→ Required work: Give the lines below as a JSON list of strings, one string per line, with blank lines left out, starting at the line that contains "on the terracotta" and ending at the end of the records.

Location identification items
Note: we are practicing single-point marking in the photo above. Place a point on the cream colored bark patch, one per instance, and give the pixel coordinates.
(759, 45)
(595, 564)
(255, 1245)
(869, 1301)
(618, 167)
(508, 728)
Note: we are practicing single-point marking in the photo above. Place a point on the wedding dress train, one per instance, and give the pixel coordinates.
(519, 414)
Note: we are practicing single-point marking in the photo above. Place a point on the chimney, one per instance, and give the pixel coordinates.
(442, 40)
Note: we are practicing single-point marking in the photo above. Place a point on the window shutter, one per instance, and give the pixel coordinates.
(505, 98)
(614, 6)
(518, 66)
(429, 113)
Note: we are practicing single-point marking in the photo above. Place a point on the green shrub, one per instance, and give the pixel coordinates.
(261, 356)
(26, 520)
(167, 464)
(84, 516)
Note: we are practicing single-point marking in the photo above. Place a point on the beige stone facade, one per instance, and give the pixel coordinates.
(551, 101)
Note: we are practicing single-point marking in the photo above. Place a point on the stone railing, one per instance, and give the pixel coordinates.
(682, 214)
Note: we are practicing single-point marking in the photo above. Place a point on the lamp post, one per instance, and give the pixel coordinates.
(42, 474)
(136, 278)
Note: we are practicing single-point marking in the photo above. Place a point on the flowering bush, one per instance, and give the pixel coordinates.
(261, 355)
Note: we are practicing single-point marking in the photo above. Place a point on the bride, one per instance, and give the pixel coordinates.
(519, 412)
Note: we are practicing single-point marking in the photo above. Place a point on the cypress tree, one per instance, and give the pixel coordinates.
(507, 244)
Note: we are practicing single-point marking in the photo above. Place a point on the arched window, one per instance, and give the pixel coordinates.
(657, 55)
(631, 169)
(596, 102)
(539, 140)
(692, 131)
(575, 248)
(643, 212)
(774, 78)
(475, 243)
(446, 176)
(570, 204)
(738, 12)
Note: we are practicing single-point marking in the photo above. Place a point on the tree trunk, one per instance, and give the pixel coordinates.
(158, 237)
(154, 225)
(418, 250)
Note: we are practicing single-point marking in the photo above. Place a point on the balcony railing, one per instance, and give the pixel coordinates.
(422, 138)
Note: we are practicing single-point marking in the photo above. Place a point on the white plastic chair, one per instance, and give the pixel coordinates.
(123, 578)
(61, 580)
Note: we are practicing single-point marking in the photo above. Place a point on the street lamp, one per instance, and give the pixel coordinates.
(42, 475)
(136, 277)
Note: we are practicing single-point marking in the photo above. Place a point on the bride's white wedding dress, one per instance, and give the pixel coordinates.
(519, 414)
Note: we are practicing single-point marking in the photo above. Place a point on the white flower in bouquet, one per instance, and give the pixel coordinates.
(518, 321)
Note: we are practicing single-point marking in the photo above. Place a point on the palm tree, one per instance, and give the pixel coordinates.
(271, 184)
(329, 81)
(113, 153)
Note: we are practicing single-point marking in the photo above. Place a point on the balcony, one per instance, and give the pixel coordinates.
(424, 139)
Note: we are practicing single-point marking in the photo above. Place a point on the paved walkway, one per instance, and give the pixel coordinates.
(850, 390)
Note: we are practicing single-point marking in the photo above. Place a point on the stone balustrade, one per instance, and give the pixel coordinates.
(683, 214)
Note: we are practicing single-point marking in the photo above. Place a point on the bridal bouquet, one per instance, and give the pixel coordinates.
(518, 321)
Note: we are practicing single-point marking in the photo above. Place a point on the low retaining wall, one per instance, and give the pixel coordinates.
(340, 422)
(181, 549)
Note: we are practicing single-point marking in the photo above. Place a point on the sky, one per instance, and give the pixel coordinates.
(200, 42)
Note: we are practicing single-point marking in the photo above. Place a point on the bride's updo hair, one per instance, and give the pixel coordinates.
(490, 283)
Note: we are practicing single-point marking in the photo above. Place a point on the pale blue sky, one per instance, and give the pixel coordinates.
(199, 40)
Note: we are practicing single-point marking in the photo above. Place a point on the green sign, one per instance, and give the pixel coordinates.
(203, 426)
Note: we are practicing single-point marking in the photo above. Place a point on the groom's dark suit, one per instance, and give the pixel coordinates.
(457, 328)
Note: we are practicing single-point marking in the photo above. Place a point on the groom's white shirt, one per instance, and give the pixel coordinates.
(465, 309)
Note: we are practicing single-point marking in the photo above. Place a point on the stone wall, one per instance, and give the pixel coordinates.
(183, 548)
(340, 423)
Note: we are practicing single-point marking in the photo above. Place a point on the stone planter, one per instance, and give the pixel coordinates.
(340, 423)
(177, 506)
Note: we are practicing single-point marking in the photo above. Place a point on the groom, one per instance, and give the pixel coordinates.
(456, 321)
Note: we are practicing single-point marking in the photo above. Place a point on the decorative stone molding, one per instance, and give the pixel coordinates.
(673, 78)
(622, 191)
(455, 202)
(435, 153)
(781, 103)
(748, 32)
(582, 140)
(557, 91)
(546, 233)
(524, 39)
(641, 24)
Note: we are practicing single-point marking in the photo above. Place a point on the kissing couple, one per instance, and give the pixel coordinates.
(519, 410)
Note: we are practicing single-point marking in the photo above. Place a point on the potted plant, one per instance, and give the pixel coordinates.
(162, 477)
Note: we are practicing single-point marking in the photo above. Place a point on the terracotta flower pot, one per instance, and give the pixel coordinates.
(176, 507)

→ Solution to this problem:
[
  "Note: we are practicing single-point marking in the photo above. Place a point on the terracotta flower pot, one per instance, and give the pixel coordinates.",
  "(176, 507)"
]